-- start Supplied passage --

Use this URL to cite or link to this record in EThOS: https://ethos.bl.uk/OrderDetails.do?uin=uk.bl.ethos.790162
Title: Seabed scour around marine structures in mixed and layered sediments
Author: Porter, K. E.
Awarding Body: UCL (University College London)
Current Institution: University College London (University of London)
Date of Award: 2016
Availability of Full Text:
Access from EThOS:
Full text unavailable from EThOS. Please try the link below.
Access from Institution:
Abstract:
The inherent uncertainty in the prediction of seabed scour depth at offshore structures such as wind turbines is currently a significant barrier to realising optimised, cost effective foundation design. One significant aspect thought to contribute to this uncertainty which has not been extensively studied is the variation in the sediment properties in the marine environment where sediment beds often consist of complex mixtures of materials stratified with depth. This research project encompasses the design and execution of an extensive laboratory study investigating this aspect of the scour problem. Two uniformly graded sands were used to build a range of simplified mixed and layered sediment beds, as a first step to improving understanding of scour behaviour in these situations. A variety of hydrodynamic conditions including unidirectional current, tidal and wave-current flows were tested to ensure relevance to the marine environment. As part of the experiment design a detailed review of scour measurement techniques was conducted leading to the implementation of a photogrammetry system which delivered high resolution, high accuracy scour hole profiles. This study has led to a number of original results. In a layered bed of fine sand overlying coarse sand interaction effects at the grain scale resulted in an enhancement of scour depth in the underlying coarse sand. Bimodally distributed mixed sands were found to alter significantly the scour time development curve. Novel scour tests under a spring-neap tidal cycle in the clear water regime indicated a considerable lengthening of the time to equilibrium. A review of prediction methodologies was undertaken and modifications proposed to take into account the research outcomes. This project has demonstrated that the configuration of the sediment bed is highly influential on scour development, and will contribute towards the future development of more sophisticated design models for implementation in industry.

-- end Supplied passage --

### The problem
In the seabed scour thesis record, which kind of system was put in place to measure scour hole profiles?

-- start Record extracts --

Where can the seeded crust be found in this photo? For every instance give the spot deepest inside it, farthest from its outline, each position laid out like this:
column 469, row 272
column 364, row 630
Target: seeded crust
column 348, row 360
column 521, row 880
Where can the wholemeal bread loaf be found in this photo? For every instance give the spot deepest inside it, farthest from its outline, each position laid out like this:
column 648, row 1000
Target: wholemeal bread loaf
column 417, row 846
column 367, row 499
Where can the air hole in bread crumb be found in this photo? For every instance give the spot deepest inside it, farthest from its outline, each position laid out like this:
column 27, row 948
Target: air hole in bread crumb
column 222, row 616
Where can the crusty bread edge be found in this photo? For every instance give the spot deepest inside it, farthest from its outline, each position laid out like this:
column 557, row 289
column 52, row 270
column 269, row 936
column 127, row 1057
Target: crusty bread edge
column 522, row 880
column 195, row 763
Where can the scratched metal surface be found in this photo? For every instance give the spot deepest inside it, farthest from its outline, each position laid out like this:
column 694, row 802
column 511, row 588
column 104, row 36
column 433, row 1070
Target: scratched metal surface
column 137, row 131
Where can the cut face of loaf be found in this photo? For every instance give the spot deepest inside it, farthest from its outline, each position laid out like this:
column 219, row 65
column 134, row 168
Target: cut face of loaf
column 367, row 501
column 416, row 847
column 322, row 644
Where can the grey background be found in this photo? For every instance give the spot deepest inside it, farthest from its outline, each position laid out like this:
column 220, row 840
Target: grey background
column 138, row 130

-- end Record extracts --

### Result for this task
A photogrammetry system.